• _Request_
Rewrite the records below, replacing every "green tree" with "leafy tree" and keeping everything else the same. Leave out the pictures.

------------------------

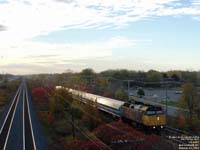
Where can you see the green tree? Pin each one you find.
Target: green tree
(190, 99)
(140, 92)
(121, 94)
(154, 76)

------------------------

• _Exercise solution_
Where can you see the leafy tree? Pin each one you find.
Target: leafy tree
(190, 99)
(140, 92)
(121, 94)
(154, 76)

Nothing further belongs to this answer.